GIVEN INFORMATION →
==*==

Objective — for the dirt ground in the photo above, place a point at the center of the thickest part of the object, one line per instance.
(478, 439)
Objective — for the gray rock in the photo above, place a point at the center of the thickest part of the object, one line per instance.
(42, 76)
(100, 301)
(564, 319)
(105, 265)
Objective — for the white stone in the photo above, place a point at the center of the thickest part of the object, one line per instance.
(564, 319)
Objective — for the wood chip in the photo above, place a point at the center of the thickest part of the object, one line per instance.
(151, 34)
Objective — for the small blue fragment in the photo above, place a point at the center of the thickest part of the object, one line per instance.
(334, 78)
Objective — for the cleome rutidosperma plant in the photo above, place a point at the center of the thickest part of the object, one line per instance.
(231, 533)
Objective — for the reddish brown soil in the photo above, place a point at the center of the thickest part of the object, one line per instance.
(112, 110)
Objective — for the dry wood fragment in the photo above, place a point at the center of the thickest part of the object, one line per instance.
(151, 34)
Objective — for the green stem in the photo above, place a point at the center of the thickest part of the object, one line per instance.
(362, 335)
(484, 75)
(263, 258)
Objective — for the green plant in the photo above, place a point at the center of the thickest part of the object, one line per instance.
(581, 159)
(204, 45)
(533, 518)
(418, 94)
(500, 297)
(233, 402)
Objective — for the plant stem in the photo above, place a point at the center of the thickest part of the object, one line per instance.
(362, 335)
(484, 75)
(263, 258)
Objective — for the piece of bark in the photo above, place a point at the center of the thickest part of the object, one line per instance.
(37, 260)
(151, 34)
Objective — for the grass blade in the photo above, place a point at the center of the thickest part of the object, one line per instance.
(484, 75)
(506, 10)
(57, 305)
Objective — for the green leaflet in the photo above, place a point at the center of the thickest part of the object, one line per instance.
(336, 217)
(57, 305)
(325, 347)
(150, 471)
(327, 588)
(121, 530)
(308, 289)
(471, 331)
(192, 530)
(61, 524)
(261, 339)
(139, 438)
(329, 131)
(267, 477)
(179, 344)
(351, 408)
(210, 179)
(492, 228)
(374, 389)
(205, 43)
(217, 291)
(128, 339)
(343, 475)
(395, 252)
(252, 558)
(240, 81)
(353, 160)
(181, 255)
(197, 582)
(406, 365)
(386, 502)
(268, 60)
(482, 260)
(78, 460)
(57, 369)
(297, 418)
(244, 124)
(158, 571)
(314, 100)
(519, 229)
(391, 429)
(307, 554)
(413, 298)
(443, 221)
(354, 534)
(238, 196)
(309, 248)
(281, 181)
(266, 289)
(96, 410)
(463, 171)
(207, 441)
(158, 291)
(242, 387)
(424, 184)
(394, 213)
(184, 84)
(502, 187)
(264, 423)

==*==

STATED EXERCISE →
Write out the lines above from the one containing "Objective — for the green leaflet" through the last, exactly as they are.

SOLUTION FOR THIS TASK →
Objective — for the green leaflet in the photo above, place a point at the center of the thickest part of the object, one line per instance.
(336, 217)
(57, 305)
(325, 347)
(150, 471)
(327, 588)
(121, 530)
(308, 289)
(471, 331)
(192, 530)
(61, 524)
(261, 339)
(139, 438)
(329, 131)
(267, 477)
(179, 344)
(351, 408)
(210, 179)
(492, 228)
(374, 389)
(205, 43)
(217, 291)
(128, 339)
(343, 475)
(395, 252)
(252, 558)
(240, 81)
(353, 160)
(181, 255)
(197, 582)
(406, 365)
(386, 502)
(268, 60)
(482, 260)
(78, 460)
(57, 369)
(297, 418)
(244, 124)
(158, 571)
(314, 100)
(519, 229)
(391, 429)
(307, 554)
(413, 298)
(443, 221)
(354, 534)
(238, 196)
(309, 248)
(281, 181)
(266, 289)
(96, 410)
(463, 171)
(207, 441)
(158, 291)
(242, 387)
(424, 184)
(394, 213)
(184, 84)
(502, 187)
(264, 423)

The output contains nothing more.